### WHAT IS EXPECTED
Looking at the listing below, give the number of lines in which the string "rear" appears, and add nothing else.

### RECORDS SHOWN
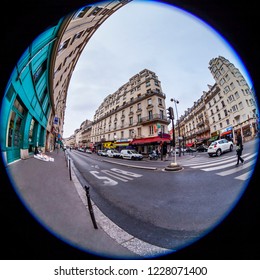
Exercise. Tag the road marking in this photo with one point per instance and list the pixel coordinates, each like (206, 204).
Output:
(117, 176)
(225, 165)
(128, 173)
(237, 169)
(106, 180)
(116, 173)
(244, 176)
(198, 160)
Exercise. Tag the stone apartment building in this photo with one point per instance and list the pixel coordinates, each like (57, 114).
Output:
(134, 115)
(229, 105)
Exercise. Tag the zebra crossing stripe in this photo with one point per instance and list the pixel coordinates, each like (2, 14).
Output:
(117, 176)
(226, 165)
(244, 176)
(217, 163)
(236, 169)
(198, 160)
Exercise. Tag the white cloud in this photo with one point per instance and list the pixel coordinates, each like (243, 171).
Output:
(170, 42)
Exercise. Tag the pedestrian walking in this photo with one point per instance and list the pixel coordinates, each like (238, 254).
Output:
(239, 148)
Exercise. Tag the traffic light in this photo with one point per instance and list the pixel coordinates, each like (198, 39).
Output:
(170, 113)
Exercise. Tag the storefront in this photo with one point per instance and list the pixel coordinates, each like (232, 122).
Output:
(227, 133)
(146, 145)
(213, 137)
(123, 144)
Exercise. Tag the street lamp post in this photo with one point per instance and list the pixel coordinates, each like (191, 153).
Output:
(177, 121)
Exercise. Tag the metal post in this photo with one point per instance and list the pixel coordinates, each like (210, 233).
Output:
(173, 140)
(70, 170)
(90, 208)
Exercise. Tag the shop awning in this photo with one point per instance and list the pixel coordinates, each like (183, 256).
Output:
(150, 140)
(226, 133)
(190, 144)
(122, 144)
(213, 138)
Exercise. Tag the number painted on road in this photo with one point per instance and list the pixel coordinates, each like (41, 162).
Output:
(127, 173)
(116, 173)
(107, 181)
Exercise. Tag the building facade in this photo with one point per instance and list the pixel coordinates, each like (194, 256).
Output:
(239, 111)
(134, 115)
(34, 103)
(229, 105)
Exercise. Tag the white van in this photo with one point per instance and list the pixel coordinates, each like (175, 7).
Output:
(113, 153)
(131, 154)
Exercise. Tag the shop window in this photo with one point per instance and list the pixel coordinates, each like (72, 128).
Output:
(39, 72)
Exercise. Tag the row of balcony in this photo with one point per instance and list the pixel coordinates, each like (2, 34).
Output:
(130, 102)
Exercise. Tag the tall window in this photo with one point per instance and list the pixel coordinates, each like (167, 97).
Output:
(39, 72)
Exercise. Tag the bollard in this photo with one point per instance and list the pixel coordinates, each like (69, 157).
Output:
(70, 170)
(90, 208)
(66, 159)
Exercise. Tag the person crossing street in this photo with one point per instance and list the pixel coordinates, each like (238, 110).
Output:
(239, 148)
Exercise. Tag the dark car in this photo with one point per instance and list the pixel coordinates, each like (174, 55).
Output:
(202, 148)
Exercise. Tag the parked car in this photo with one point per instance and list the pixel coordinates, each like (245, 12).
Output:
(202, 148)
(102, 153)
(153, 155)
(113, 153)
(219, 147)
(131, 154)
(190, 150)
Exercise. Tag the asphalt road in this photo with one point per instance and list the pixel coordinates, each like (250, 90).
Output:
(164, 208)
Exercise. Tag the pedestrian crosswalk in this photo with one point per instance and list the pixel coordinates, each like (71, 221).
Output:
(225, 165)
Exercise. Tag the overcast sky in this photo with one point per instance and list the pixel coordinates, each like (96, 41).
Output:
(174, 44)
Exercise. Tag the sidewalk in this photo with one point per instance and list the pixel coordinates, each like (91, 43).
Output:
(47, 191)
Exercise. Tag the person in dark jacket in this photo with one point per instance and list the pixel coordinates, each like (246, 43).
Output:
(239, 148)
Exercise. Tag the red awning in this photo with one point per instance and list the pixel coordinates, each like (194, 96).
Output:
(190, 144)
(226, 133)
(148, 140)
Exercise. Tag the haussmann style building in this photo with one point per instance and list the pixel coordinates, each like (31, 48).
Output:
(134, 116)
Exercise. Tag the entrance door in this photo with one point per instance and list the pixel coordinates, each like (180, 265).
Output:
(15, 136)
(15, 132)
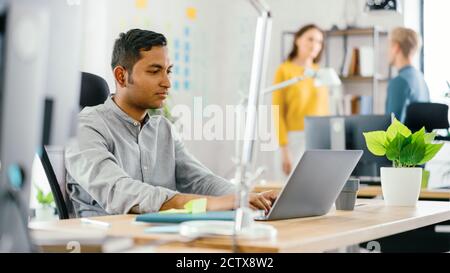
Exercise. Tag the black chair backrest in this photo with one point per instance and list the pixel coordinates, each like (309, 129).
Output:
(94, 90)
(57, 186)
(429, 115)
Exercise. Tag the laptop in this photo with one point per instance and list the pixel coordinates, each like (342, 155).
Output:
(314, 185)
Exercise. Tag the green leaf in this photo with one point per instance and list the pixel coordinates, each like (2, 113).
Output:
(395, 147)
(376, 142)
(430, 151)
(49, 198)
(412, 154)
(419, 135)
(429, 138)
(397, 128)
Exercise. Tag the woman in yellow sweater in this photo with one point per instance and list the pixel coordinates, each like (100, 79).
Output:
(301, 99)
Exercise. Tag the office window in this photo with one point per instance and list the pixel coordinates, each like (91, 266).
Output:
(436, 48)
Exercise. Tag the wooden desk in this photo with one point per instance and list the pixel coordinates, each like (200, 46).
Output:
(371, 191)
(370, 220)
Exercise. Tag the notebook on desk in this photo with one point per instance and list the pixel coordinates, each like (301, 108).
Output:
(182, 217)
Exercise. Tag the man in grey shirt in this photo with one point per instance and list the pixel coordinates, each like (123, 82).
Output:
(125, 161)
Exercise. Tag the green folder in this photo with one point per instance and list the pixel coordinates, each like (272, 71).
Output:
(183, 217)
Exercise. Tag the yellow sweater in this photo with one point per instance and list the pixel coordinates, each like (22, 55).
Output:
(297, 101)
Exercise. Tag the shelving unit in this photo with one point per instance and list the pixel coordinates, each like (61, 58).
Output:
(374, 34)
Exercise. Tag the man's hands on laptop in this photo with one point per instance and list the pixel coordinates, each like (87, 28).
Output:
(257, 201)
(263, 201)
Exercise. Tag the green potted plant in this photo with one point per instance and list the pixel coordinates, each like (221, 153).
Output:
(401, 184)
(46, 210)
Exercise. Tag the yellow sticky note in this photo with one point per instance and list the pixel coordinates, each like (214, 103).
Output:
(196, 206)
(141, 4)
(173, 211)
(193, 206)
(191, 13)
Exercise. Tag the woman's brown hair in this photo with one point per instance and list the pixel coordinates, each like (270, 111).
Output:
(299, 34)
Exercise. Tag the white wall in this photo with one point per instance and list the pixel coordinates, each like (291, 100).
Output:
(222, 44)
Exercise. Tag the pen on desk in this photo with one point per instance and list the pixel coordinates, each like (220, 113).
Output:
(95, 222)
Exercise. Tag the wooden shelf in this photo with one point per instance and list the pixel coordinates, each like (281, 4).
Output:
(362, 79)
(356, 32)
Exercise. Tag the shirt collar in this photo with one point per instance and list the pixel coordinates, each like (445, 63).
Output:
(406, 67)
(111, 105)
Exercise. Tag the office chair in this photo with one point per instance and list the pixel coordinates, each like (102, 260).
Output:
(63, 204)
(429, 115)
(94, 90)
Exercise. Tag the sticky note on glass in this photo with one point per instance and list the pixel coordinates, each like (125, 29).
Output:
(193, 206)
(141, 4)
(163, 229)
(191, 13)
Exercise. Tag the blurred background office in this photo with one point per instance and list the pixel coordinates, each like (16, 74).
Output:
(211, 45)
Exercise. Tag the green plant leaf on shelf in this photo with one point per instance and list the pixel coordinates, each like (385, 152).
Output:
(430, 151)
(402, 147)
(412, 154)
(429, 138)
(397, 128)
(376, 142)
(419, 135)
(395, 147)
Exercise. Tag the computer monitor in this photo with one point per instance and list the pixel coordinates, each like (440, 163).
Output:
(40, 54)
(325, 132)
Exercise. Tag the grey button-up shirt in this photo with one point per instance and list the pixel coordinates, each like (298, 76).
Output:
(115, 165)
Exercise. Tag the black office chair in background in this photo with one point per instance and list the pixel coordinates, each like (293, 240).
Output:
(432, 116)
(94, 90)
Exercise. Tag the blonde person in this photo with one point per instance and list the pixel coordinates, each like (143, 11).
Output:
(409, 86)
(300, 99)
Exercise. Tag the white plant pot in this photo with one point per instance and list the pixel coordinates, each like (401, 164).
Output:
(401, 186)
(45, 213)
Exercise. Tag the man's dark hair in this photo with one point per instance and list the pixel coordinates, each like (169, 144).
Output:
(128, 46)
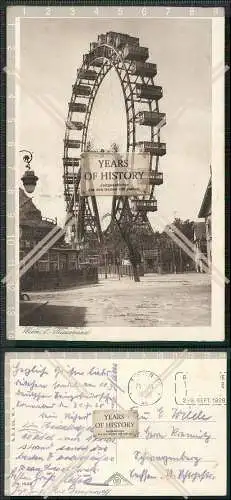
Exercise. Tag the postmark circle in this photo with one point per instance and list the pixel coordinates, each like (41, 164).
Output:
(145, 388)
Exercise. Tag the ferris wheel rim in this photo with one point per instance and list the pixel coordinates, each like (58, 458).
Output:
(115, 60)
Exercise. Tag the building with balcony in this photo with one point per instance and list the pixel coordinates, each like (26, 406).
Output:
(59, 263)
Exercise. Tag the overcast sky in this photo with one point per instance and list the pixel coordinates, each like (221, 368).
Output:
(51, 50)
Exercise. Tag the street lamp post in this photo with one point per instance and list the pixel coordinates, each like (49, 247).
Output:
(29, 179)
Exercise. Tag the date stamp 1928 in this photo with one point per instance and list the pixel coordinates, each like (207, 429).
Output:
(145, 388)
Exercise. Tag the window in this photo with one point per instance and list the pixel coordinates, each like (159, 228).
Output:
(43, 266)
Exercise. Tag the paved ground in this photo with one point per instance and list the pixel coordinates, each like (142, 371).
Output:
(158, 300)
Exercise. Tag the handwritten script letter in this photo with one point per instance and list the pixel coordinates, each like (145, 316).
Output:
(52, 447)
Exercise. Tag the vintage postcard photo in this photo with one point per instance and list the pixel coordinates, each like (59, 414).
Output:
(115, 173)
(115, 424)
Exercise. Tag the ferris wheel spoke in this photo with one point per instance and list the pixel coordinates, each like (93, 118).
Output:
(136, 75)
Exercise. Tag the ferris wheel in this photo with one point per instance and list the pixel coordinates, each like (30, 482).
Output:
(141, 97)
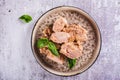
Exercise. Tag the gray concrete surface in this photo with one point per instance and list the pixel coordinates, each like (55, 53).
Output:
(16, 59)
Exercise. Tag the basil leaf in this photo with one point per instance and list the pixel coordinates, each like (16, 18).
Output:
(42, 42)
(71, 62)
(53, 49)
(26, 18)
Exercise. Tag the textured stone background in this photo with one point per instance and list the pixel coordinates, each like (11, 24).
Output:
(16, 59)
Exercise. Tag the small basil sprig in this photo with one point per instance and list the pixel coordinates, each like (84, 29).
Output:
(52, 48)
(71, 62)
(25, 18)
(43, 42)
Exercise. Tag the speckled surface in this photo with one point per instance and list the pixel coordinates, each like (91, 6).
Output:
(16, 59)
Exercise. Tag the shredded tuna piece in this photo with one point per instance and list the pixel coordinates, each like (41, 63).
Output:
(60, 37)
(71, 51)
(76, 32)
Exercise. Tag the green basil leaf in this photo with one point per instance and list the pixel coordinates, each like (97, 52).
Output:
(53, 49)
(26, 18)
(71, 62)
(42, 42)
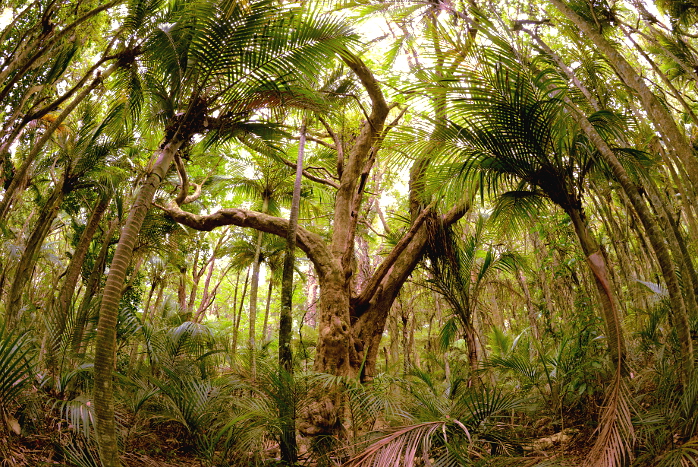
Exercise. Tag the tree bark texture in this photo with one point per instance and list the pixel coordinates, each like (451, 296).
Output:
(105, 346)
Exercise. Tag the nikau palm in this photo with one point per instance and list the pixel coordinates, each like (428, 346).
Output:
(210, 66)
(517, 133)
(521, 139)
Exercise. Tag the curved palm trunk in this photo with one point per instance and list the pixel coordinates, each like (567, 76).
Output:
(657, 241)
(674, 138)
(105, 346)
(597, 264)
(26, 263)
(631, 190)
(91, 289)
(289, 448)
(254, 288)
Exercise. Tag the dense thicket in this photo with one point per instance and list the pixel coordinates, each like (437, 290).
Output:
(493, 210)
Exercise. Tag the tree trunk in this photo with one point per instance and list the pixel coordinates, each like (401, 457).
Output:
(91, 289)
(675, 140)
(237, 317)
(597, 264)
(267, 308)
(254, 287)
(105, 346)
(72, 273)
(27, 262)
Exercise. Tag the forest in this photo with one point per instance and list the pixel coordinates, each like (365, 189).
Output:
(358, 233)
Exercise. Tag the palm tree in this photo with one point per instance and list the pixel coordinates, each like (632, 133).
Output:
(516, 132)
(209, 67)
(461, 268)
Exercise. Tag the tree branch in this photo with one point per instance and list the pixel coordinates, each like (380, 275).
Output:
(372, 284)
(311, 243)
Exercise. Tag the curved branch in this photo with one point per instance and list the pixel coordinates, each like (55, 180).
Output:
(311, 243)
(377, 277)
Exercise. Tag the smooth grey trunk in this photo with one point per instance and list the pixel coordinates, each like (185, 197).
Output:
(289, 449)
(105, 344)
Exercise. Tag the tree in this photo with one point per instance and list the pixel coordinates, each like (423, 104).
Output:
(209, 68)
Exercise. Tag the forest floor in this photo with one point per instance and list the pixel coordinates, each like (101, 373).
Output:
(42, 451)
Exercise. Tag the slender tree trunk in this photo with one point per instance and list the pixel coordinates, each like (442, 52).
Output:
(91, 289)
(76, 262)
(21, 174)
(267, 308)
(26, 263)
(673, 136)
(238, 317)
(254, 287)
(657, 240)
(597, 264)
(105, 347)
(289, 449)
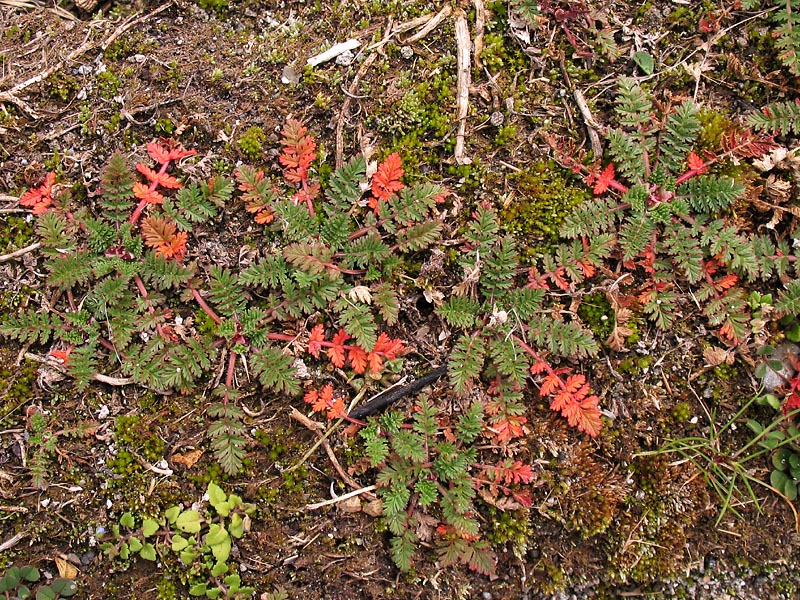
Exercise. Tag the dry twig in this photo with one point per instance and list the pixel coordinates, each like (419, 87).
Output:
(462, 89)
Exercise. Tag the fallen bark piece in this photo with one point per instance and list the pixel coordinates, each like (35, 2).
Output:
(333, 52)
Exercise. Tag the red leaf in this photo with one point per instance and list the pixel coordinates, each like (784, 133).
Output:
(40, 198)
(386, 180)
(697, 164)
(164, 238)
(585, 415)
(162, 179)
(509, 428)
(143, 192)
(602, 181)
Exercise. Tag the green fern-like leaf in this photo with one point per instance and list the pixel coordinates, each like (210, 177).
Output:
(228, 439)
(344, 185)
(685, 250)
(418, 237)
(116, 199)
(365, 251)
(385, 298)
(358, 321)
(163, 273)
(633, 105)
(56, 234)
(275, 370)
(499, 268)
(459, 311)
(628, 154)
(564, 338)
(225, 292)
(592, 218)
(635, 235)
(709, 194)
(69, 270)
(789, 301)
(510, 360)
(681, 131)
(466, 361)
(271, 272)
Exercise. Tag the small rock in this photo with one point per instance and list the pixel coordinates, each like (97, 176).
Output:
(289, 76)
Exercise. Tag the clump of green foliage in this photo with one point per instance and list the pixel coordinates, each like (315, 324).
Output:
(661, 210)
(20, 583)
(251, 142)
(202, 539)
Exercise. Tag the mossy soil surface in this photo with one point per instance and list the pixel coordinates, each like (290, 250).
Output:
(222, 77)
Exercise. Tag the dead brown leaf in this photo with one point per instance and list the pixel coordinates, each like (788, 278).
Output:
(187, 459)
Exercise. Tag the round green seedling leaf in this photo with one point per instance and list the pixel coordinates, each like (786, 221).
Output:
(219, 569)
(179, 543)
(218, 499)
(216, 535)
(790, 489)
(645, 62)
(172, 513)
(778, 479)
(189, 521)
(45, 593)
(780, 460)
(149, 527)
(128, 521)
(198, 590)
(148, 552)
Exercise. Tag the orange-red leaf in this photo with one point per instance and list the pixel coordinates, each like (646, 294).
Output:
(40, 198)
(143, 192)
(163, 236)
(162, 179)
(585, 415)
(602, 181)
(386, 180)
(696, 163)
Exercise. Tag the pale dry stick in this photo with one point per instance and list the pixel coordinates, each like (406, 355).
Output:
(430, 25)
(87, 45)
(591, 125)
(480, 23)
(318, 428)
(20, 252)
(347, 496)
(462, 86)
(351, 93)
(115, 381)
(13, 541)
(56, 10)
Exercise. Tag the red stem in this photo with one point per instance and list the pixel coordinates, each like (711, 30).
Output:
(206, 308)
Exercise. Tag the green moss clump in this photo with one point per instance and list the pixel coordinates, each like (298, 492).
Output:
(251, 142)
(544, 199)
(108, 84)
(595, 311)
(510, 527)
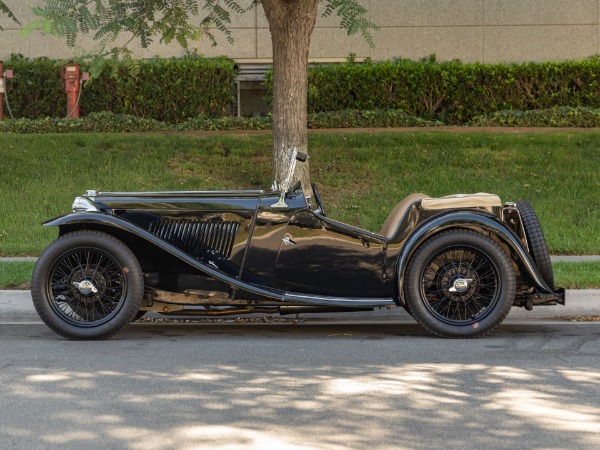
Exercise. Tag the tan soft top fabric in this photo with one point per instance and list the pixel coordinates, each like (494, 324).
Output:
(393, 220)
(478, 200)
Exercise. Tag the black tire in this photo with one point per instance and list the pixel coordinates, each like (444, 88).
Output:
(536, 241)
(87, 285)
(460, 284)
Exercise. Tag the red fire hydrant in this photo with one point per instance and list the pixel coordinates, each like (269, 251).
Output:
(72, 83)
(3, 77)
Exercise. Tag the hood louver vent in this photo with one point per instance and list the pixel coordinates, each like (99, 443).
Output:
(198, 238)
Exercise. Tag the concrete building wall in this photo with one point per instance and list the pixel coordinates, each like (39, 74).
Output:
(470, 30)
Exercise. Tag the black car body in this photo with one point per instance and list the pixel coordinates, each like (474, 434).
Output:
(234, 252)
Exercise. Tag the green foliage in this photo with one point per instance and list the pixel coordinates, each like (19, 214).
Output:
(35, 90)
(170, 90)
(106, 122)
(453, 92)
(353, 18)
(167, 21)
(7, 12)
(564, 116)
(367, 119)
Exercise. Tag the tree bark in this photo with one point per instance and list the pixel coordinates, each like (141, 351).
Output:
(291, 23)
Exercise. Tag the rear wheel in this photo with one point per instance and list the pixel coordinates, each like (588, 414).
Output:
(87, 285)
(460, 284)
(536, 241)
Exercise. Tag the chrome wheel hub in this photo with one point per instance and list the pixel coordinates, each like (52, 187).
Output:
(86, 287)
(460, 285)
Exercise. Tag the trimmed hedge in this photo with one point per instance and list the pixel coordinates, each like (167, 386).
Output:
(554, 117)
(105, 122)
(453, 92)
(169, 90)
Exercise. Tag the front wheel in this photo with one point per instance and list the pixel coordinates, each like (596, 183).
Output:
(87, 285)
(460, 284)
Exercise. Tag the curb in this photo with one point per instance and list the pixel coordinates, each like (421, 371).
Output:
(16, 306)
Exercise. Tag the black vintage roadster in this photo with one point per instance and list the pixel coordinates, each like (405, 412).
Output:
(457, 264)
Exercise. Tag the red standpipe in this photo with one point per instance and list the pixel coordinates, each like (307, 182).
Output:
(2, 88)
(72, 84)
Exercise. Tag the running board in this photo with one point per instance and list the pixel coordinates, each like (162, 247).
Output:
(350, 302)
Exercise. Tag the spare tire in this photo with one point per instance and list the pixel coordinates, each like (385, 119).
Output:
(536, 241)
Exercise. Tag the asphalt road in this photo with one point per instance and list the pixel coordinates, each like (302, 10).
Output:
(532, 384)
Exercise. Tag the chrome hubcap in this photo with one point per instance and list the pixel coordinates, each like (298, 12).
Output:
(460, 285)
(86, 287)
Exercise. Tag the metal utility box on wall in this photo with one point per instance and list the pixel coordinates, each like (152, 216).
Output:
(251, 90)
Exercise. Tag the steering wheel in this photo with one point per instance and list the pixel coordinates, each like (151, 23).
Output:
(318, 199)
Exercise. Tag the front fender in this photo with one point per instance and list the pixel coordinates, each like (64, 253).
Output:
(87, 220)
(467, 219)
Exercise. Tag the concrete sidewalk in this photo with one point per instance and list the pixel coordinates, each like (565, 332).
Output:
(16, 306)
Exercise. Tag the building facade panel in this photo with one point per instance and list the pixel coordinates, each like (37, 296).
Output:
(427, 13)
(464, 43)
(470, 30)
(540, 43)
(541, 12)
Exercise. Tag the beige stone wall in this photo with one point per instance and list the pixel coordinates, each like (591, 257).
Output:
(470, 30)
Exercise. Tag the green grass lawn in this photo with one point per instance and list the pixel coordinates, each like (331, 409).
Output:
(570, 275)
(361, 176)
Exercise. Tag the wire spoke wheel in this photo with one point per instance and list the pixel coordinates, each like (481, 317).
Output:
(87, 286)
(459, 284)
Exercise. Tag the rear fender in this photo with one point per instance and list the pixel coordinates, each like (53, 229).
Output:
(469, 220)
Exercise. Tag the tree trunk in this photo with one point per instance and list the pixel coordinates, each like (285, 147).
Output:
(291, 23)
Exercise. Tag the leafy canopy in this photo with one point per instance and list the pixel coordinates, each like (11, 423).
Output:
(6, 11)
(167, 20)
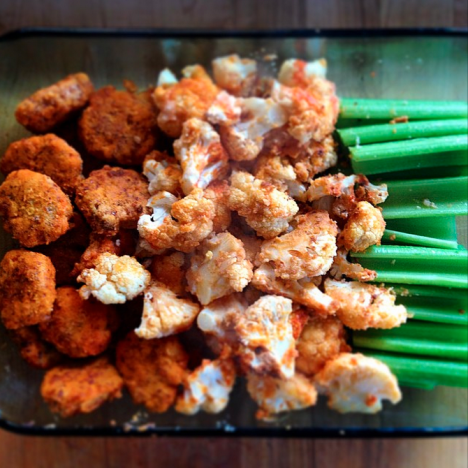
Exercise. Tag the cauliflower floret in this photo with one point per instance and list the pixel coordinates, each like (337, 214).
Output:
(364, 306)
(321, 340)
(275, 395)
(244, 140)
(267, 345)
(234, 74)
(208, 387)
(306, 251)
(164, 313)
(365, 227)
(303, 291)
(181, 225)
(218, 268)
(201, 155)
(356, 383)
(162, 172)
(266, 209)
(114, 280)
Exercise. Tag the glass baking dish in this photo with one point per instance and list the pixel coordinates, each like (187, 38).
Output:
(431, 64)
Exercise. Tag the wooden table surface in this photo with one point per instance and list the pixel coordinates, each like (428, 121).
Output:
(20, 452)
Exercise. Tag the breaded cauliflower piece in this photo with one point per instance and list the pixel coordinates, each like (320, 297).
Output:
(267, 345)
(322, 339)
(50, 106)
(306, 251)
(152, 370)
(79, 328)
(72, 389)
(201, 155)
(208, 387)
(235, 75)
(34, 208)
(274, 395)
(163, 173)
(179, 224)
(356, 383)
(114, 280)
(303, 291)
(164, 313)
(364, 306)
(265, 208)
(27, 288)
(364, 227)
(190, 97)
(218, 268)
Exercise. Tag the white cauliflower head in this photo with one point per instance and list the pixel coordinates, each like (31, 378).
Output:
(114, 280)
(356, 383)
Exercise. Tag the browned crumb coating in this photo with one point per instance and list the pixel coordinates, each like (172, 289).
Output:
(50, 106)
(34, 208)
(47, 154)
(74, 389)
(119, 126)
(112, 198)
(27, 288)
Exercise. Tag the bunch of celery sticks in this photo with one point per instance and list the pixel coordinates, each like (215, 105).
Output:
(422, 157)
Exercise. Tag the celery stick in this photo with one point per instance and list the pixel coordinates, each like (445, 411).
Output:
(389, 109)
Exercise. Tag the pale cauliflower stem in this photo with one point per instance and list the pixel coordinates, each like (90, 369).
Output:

### EXPECTED ANSWER
2